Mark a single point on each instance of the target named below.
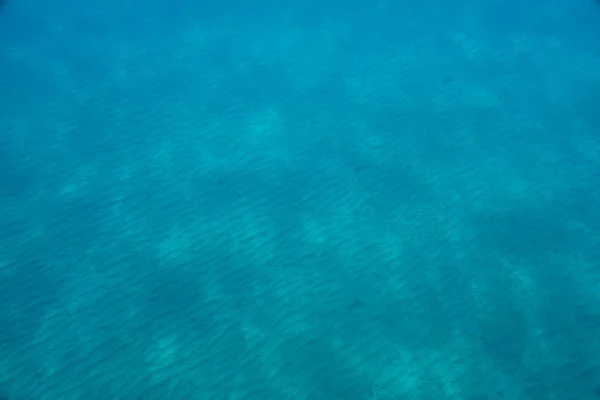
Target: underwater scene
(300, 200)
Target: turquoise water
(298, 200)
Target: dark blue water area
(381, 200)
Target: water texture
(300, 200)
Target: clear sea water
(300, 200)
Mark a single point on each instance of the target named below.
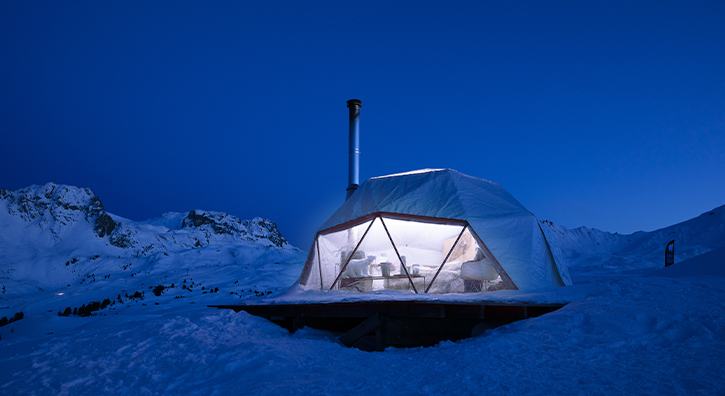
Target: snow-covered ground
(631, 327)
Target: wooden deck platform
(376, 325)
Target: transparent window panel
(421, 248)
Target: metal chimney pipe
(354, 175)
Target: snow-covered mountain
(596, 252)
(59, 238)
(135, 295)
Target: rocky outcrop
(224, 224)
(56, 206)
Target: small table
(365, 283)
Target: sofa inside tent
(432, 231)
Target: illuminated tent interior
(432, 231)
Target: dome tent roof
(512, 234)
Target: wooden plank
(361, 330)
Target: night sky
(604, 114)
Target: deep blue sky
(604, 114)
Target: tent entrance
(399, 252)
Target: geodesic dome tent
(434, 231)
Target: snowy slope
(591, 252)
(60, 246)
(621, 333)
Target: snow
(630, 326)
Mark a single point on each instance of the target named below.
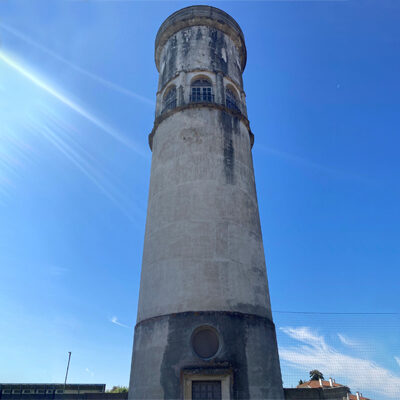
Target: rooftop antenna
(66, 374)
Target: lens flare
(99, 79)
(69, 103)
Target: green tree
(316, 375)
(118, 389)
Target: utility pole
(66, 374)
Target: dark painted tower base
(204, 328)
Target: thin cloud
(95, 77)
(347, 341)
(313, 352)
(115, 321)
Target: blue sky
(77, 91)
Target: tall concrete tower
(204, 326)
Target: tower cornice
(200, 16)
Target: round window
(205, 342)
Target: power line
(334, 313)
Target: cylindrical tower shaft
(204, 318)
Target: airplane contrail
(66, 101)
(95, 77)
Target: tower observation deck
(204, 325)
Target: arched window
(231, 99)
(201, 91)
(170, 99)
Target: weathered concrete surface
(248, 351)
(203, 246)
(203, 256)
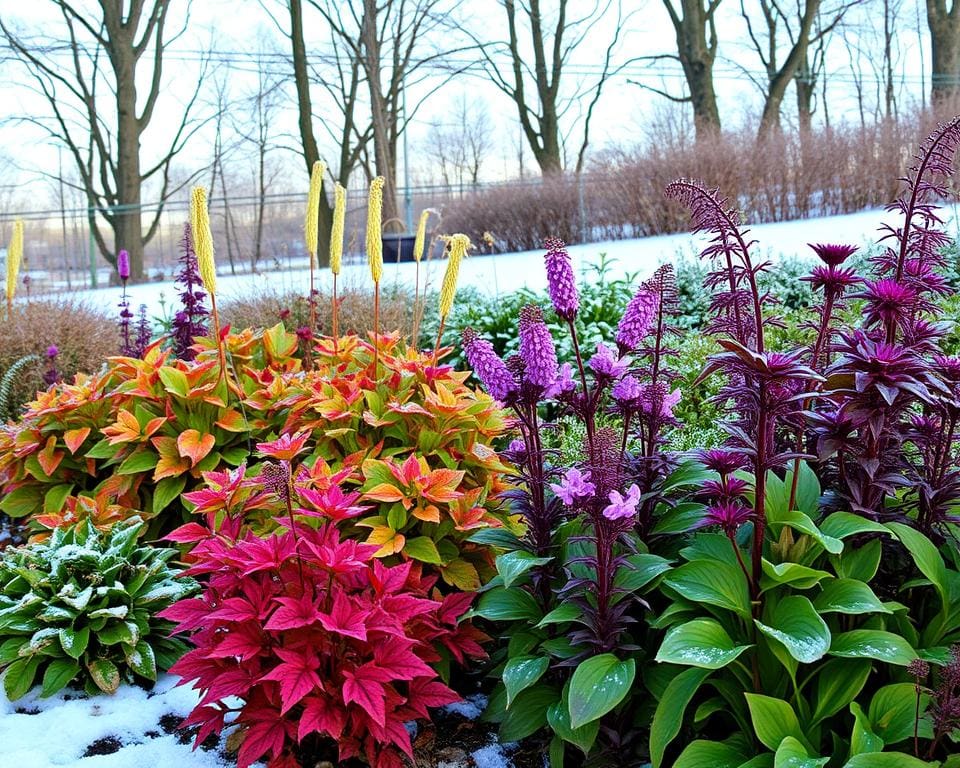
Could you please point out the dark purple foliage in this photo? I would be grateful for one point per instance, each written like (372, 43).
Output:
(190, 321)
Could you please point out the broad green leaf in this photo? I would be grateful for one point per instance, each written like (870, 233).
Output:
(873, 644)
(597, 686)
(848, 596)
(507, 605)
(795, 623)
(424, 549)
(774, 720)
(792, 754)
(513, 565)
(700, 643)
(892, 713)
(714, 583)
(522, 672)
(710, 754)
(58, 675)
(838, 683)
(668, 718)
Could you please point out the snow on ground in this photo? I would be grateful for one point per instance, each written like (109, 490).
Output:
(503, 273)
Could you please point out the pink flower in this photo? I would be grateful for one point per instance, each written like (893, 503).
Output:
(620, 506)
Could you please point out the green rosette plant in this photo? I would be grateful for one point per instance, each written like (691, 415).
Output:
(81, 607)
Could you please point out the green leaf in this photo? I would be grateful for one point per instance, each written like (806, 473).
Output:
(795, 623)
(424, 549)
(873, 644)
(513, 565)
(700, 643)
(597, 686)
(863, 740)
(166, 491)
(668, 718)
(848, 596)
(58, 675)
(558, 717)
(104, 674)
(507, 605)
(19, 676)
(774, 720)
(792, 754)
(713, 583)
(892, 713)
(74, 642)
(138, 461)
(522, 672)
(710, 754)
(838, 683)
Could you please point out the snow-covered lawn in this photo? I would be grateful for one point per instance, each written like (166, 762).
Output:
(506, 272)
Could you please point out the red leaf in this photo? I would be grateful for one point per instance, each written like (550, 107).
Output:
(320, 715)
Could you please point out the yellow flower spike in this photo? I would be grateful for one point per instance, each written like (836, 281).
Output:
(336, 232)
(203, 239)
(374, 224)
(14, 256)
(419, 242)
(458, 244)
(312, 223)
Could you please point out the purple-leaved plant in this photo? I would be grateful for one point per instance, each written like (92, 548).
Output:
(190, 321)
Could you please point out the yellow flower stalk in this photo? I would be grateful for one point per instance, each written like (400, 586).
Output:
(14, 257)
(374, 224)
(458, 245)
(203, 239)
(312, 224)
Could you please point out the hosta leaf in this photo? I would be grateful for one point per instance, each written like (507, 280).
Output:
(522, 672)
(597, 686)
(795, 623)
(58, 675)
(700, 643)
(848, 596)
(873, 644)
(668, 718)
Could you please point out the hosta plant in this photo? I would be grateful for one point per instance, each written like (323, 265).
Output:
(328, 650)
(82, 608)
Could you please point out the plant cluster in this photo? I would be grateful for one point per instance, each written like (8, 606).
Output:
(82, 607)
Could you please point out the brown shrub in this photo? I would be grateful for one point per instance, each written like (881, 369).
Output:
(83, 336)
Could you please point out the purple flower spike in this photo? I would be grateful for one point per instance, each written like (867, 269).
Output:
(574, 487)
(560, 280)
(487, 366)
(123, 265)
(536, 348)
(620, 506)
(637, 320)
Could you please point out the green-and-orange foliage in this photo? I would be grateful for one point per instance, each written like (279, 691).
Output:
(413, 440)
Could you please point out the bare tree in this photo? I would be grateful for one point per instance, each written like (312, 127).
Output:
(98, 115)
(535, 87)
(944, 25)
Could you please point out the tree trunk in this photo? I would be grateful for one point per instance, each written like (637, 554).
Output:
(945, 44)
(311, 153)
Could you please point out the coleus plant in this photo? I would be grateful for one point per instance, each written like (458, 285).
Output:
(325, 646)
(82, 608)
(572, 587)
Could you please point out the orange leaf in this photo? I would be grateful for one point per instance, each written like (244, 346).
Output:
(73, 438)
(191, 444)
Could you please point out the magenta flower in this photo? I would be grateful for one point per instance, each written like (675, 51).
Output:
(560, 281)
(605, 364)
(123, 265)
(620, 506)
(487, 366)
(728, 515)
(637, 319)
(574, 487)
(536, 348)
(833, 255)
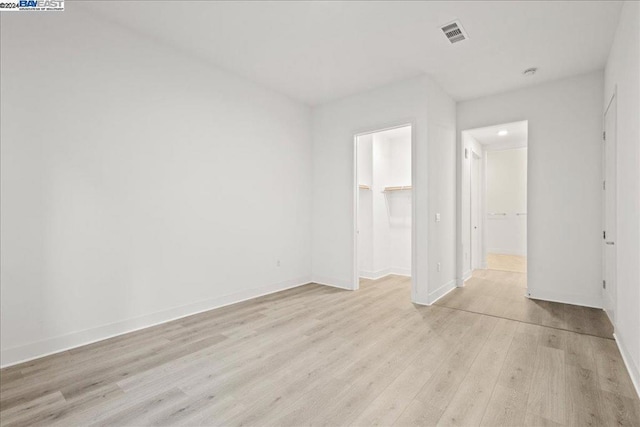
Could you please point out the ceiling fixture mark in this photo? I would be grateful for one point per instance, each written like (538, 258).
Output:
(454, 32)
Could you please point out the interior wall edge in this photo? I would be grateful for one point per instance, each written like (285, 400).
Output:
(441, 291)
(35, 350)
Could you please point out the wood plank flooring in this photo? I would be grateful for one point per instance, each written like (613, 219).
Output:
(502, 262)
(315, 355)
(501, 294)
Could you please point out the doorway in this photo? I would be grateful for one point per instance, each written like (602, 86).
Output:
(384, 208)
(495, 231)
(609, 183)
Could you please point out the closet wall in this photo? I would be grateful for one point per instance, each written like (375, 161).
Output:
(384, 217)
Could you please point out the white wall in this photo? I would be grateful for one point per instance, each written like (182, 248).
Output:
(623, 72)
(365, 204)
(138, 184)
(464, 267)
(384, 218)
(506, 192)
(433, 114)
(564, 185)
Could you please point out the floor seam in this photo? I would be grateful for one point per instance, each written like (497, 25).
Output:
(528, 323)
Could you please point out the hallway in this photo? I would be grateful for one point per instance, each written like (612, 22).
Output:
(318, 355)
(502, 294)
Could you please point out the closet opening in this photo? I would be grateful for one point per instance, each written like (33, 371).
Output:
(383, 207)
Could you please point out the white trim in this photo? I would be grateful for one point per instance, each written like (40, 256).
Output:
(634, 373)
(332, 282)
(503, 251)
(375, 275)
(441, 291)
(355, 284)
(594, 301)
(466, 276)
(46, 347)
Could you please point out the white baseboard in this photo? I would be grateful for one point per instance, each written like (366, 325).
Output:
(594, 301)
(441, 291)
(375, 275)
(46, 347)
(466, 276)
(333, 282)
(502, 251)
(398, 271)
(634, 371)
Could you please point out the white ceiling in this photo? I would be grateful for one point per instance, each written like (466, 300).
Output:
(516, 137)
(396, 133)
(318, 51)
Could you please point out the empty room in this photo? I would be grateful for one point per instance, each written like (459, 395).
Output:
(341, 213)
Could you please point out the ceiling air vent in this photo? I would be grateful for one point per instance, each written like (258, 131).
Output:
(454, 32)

##############################

* GIVEN PROBLEM *
Print all of the entries word for word. Skip any images they contain.

* THE REPLY *
Mark a single point on each instance of the target named below.
Target: underwater scene
(300, 200)
Target: turquoise water
(298, 200)
Target: dark blue water area
(381, 200)
Target: water texture
(300, 200)
Target: clear sea water
(300, 200)
Mark a single point on each instance of the target named below.
Target: snow-covered ground
(631, 327)
Target: wooden deck platform
(376, 325)
Target: transparent window panel
(421, 248)
Target: metal chimney pipe
(354, 175)
Target: snow-covered mountain
(596, 252)
(59, 238)
(135, 295)
Target: rocky outcrop
(224, 224)
(56, 206)
Target: small table
(365, 283)
Target: sofa inside tent
(432, 231)
Target: illuminated tent interior
(432, 231)
Target: dome tent roof
(512, 234)
Target: wooden plank
(361, 330)
Target: night sky
(604, 114)
Target: deep blue sky
(604, 114)
Target: tent entrance
(399, 252)
Target: geodesic dome tent
(434, 231)
Target: snowy slope
(591, 252)
(60, 246)
(621, 333)
Target: snow
(630, 326)
Mark a single point on each instance of the target named below.
Target: rooftop antenna
(66, 374)
Target: lens flare
(99, 79)
(69, 103)
Target: green tree
(316, 375)
(118, 389)
Target: utility pole
(66, 374)
Target: dark painted tower base
(204, 328)
Target: thin cloud
(95, 77)
(347, 341)
(313, 352)
(115, 321)
Target: blue sky
(77, 91)
Target: tall concrete tower
(204, 326)
Target: tower cornice
(200, 16)
Target: round window
(205, 342)
Target: power line
(334, 313)
Target: cylindrical tower shaft
(204, 318)
Target: airplane contrail
(66, 101)
(95, 77)
Target: tower observation deck
(204, 325)
Target: arched window
(231, 99)
(201, 91)
(170, 99)
Target: weathered concrete surface
(248, 351)
(203, 246)
(203, 256)
Could you please point out the dark purple foliage in this photo? I would be grateful for one point per instance, each written like (372, 43).
Output:
(190, 321)
Could you please point out the broad green leaf in this photo? I would be grateful for one point per instance, each written like (870, 233).
Output:
(873, 644)
(597, 686)
(848, 596)
(507, 605)
(795, 623)
(424, 549)
(774, 720)
(792, 754)
(513, 565)
(700, 643)
(892, 713)
(714, 583)
(522, 672)
(710, 754)
(58, 675)
(838, 683)
(668, 718)
Could you please point out the snow on ground in this photo? I would be grateful for one point per instance, each written like (109, 490).
Output:
(503, 273)
Could you please point out the pink flower in this photo? I would be grateful for one point per instance, each written like (893, 503).
Output:
(620, 506)
Could you please point out the green rosette plant in this photo? I would be grateful for one point per instance, each written like (691, 415).
Output:
(81, 607)
Could you please point out the green leaf in this photo? I would be grateful for one point per instance, each written like (806, 473).
Output:
(795, 623)
(424, 549)
(873, 644)
(513, 565)
(700, 643)
(597, 686)
(863, 740)
(166, 491)
(668, 718)
(848, 596)
(58, 675)
(558, 717)
(104, 674)
(507, 605)
(19, 676)
(774, 720)
(792, 754)
(713, 583)
(892, 713)
(74, 642)
(138, 461)
(522, 672)
(710, 754)
(838, 683)
Could you please point out the snow-covered lawn in this photo? I would be grateful for one point per instance, each written like (166, 762).
Output:
(506, 272)
Could you please point out the red leaf in this photo? I would be grateful for one point per instance, each written like (550, 107).
Output:
(320, 715)
Could you please point out the yellow flower spike in this photo? I would be grateful for one point per instance, each written like (836, 281).
Output:
(336, 232)
(203, 239)
(374, 224)
(14, 256)
(419, 242)
(458, 244)
(312, 223)
Could you please point out the purple-leaved plant in this photo? I would be grateful for one point per instance, each written like (92, 548).
Output:
(190, 321)
Could you please point out the yellow flower stalk in this photo? I would be grateful for one point per instance, each written like (400, 586).
Output:
(14, 257)
(374, 224)
(458, 245)
(203, 239)
(312, 224)
Could you please point out the hosta leaf in this photo? I would be grateful for one point per instance, each written like (507, 280).
Output:
(522, 672)
(597, 686)
(795, 623)
(58, 675)
(700, 643)
(848, 596)
(873, 644)
(668, 718)
Could you please point out the hosta plant in this photo? I would be grateful for one point per instance, each written like (323, 265).
Output:
(328, 650)
(82, 608)
Could you please point out the plant cluster in this photo? I would be grateful for one point per instance, each written like (8, 606).
Output:
(82, 607)
Could you please point out the brown shrub in this photo? I would be grateful for one point per instance, each written like (881, 369).
Output:
(83, 336)
Could you please point out the purple flower spike in this photo? I would be grateful for one point per instance, each written like (867, 269).
Output:
(574, 487)
(560, 280)
(487, 366)
(123, 265)
(536, 348)
(620, 506)
(637, 320)
Could you please point out the green-and-orange foliage in this photo? I would be grateful for one point per instance, each written like (279, 691).
Output:
(413, 440)
Could you please point out the bare tree in this photo? I would be grateful for one point per instance, each written like (312, 127).
Output:
(98, 115)
(535, 87)
(944, 25)
Could you please point out the tree trunk in this photo? I would be grateful for one point per instance, each written like (637, 554).
Output:
(945, 44)
(311, 153)
Could you please point out the coleus plant in this photo? I would be grateful for one point per instance, each written like (458, 285).
Output:
(325, 646)
(82, 608)
(572, 587)
Could you please point out the orange leaf in this photo? I would be grateful for one point per instance, each written like (244, 346).
Output:
(73, 438)
(191, 444)
Could you please point out the magenta flower in this photo? I would be grateful for one point per instance, each written like (675, 51).
Output:
(560, 281)
(605, 364)
(123, 265)
(620, 506)
(487, 366)
(728, 515)
(637, 319)
(574, 487)
(536, 348)
(833, 255)
Could you please point out the ceiling fixture mark in this photo? I would be grateful for one point per instance, each written like (538, 258).
Output:
(454, 32)
Could you please point out the interior wall edge in this photo? I would be grateful for one point per instance, each written like (285, 400).
Output:
(441, 291)
(35, 350)
Could you please point out the wood plank flooring in this photo? I would be grateful for one point per instance, each written like (613, 219).
Output:
(502, 262)
(315, 355)
(501, 294)
Could you please point out the doorway in this photo? I would be grateful for one point per instance, each written like (602, 86).
Output:
(384, 208)
(495, 231)
(609, 183)
Could you please point out the closet wall in this photo? I would be grateful for one point per instance, each written like (375, 161).
Output:
(384, 217)
Could you please point out the white wall in this photo? I would be grateful for one point per instance, each written like (182, 248).
Output:
(623, 72)
(365, 204)
(138, 184)
(464, 267)
(384, 218)
(506, 192)
(433, 114)
(564, 185)
Could you please point out the floor seam in this photo? I would be grateful for one point per instance, each written like (497, 25).
Output:
(528, 323)
Could you please point out the hallway in this photo? I would be grateful for one point per instance, each written like (612, 22).
Output:
(318, 355)
(502, 294)
Could you please point out the closet opening in this photo? I would be grateful for one point per instance, each written like (33, 371).
Output:
(383, 207)
Could you please point out the white trim in this photo? I would be grateful for one point per instance, each written like (40, 256).
Output:
(634, 373)
(332, 282)
(503, 251)
(375, 275)
(441, 291)
(355, 284)
(594, 301)
(466, 276)
(46, 347)
Could you please point out the white baseboard in this photo? I would be grateful for one point per instance, each written like (366, 325).
Output:
(594, 301)
(441, 291)
(375, 275)
(46, 347)
(466, 276)
(333, 282)
(502, 251)
(398, 271)
(634, 371)
Could you please point out the white ceiling in this photo? I would be grateful for one point per instance, each written like (466, 300).
Output:
(516, 137)
(396, 133)
(318, 51)
Could you please point out the empty room in this photo? I would be grateful for one point per instance, each written like (459, 395).
Output:
(341, 213)
Could you please point out the ceiling air vent in this photo? I would be grateful for one point per instance, each written like (258, 131).
Output:
(454, 32)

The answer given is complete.